[PROBLEM TO WORK ON]: Reproduce exactly the lines from the one containing "Mark one point on every instance of the upper" through the last line of the data, both ends included.
※
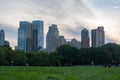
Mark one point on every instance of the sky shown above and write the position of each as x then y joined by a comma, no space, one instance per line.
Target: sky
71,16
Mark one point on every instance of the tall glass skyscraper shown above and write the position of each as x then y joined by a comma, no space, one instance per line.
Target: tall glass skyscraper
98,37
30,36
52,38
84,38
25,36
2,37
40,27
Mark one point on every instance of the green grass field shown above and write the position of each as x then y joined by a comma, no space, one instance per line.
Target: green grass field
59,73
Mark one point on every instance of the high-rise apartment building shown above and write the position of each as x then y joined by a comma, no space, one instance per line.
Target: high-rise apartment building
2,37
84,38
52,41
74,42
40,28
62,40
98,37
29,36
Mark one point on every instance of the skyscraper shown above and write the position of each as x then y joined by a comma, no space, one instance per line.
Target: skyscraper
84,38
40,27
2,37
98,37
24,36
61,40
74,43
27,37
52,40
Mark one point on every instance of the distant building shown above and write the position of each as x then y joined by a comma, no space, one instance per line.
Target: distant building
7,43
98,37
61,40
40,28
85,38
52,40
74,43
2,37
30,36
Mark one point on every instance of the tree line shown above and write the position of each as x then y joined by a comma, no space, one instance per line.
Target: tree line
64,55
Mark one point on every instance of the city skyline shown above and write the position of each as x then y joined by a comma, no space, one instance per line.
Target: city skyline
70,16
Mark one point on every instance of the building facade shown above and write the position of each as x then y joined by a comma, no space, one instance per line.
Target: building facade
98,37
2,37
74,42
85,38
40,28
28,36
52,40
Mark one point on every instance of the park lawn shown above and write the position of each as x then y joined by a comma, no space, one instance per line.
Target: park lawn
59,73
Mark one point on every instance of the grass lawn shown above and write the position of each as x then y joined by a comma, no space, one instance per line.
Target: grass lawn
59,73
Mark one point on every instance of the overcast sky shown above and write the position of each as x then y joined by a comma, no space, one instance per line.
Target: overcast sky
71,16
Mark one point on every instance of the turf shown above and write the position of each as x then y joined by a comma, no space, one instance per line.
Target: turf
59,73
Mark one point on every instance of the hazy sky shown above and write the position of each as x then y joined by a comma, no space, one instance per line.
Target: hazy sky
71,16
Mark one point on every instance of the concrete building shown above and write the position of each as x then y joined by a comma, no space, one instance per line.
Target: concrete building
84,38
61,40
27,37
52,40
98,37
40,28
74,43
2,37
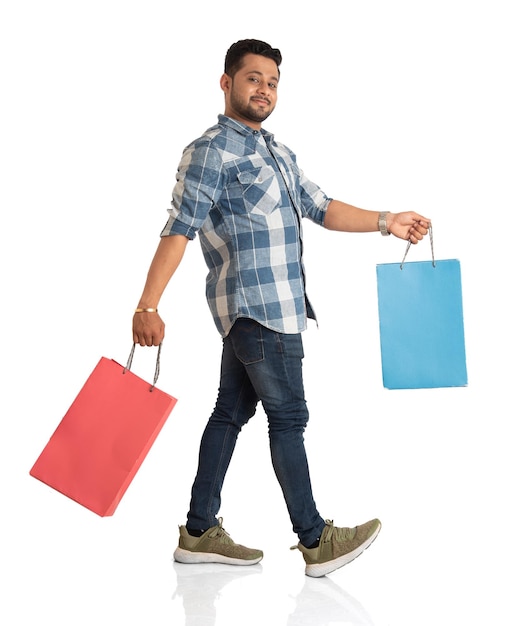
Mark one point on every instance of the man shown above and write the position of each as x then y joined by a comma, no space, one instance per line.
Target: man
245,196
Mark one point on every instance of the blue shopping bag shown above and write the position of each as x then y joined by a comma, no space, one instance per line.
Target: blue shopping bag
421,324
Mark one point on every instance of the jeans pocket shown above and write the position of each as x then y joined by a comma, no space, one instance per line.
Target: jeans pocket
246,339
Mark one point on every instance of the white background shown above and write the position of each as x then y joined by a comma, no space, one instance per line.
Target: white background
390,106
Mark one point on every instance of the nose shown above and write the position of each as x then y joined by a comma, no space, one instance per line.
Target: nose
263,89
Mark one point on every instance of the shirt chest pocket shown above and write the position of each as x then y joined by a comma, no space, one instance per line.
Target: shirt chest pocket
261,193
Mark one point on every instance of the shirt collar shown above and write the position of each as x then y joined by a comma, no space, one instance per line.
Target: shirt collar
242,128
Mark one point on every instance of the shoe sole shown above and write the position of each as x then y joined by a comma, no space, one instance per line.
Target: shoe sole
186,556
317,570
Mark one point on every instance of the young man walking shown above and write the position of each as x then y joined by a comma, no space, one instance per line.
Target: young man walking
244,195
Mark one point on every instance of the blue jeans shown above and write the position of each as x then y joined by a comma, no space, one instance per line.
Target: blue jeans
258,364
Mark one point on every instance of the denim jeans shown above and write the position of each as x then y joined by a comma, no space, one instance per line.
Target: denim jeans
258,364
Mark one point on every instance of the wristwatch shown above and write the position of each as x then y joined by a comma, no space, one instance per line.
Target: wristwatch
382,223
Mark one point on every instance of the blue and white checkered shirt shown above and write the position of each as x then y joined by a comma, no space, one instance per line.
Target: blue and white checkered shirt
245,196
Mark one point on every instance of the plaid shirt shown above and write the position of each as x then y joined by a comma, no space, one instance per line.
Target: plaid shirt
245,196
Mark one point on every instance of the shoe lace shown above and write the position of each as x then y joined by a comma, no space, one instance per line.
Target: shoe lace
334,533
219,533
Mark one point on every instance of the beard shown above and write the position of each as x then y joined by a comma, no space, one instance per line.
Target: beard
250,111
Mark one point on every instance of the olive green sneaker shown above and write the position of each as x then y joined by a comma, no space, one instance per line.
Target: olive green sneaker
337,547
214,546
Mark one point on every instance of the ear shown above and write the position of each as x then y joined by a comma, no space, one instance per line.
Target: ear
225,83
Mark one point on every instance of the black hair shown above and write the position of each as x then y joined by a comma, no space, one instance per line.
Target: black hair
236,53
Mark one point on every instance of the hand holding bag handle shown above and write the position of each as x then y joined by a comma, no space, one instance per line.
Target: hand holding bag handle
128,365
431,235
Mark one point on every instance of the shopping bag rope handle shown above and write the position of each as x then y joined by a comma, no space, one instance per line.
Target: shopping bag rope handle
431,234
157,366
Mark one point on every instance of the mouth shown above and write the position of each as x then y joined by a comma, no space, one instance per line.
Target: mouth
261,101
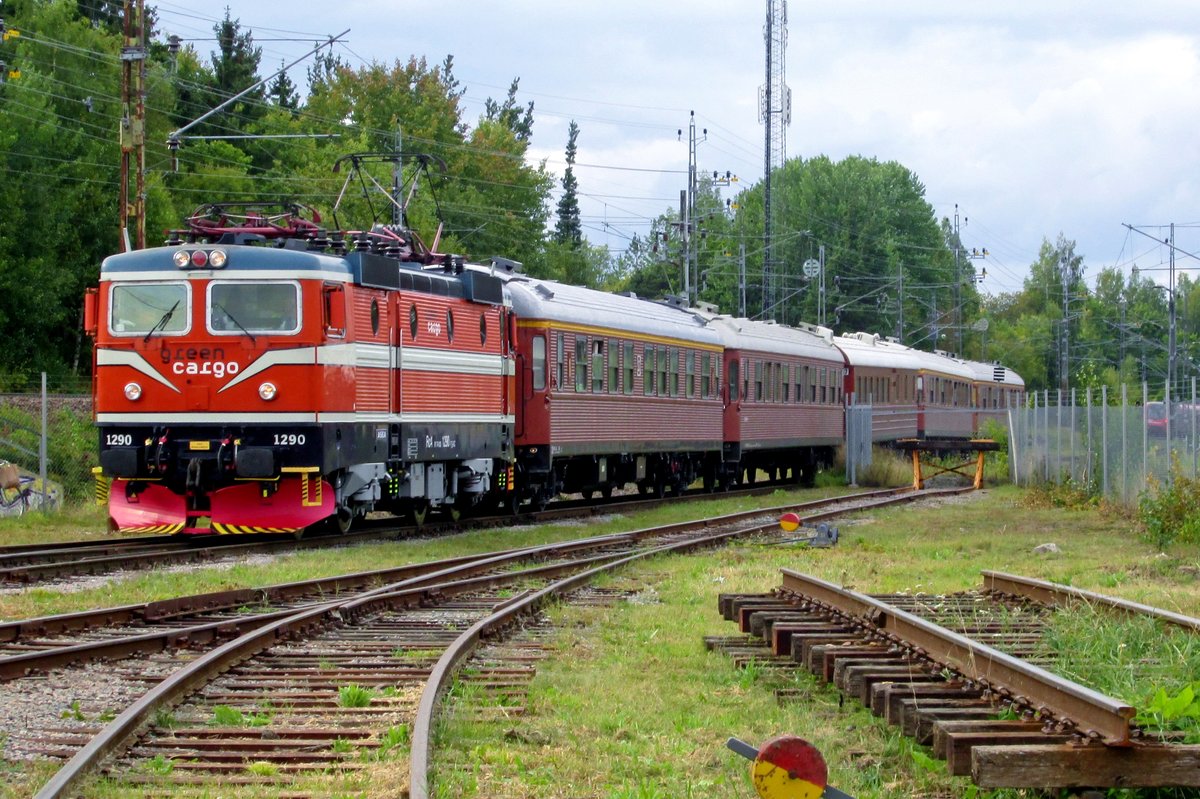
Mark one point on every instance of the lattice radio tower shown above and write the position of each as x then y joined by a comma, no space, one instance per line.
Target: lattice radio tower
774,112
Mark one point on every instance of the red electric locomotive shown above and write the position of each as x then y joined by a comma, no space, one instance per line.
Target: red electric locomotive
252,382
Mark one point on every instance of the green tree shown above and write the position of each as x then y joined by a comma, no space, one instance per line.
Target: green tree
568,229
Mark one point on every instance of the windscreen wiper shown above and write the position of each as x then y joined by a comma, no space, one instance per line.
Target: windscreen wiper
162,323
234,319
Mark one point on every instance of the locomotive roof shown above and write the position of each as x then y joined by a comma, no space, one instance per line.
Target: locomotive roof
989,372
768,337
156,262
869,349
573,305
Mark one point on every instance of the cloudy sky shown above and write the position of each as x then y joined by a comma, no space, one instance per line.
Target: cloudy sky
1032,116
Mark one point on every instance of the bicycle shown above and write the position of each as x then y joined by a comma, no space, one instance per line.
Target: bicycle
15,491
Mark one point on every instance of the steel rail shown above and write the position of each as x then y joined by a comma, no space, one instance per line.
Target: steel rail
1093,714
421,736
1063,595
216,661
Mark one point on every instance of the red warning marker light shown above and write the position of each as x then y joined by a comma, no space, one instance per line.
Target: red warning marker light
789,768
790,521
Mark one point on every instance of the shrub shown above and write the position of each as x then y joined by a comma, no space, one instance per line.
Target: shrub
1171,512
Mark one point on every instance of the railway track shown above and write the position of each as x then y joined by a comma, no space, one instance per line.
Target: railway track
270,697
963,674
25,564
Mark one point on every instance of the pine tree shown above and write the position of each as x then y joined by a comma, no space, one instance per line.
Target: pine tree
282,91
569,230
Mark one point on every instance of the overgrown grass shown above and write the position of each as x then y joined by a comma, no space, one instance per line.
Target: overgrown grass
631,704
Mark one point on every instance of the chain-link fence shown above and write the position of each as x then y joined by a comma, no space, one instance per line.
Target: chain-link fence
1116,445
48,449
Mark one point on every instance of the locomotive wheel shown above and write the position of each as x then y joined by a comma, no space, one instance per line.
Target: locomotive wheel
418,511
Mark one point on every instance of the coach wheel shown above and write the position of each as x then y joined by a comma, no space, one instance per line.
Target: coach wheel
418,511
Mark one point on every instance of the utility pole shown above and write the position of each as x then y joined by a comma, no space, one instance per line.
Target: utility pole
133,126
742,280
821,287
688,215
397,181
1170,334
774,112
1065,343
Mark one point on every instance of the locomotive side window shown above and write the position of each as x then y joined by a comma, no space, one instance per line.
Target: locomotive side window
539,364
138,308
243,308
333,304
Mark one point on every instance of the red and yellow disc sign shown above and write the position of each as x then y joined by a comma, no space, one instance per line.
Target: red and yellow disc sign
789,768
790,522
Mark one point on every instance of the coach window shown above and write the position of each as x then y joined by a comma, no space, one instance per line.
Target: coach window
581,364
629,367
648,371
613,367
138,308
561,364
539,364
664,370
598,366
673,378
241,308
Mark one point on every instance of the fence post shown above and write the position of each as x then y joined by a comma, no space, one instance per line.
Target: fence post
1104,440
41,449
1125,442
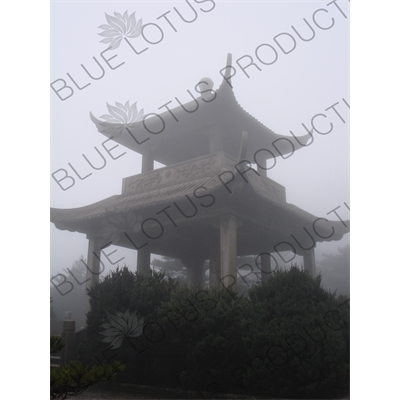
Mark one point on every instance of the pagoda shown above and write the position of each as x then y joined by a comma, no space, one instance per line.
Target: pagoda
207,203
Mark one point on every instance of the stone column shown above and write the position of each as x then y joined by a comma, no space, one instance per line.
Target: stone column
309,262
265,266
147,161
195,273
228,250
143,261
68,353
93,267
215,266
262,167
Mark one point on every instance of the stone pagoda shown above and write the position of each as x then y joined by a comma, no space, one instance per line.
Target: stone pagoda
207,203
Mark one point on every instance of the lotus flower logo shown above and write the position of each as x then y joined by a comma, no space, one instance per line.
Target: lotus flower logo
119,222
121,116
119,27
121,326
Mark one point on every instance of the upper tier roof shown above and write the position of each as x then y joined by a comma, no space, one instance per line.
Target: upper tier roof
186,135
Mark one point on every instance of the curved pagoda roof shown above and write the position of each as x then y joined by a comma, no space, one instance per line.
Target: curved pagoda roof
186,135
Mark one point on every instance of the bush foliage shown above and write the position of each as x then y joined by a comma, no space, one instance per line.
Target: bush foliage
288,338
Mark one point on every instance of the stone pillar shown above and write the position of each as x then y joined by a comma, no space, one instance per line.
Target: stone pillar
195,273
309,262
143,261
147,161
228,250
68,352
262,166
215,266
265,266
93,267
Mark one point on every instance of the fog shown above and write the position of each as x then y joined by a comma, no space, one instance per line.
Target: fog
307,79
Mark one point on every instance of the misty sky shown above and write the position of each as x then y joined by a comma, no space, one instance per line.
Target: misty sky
※
[WRITTEN SOLUTION]:
Mark one point on every instance of the upper tier roof shown above and write the position of each as x then y joined by a comma, no space, one instance per line.
Target: upper tier roof
186,135
Mark one point on every instance of the curved pagoda roof shown above and write the position of each as x then y joined by a comma, no space, one instance per line.
Target: curved pagoda roof
186,135
Mark one point on every instance of the bush foliage shown above and write the position of each as x then y joined by a comma, no space, one instance per line.
Target: bush foliage
288,338
Mark one point on every instance of the stone pillar shown above and write the position of each as x then y joined by a comma, no space, one instance per line.
Target: stone pillar
195,273
309,262
143,261
147,161
228,250
68,352
262,166
215,266
265,266
93,267
Mark one point on every instance of the fog shown above and write the position of each as x then y joined by a comma, no space, one instance per line.
Target: fog
307,79
Mark one point on every instance of the misty sky shown above and write the position of each as x then y joined by a comma, no space, one instance per line.
Target: misty sky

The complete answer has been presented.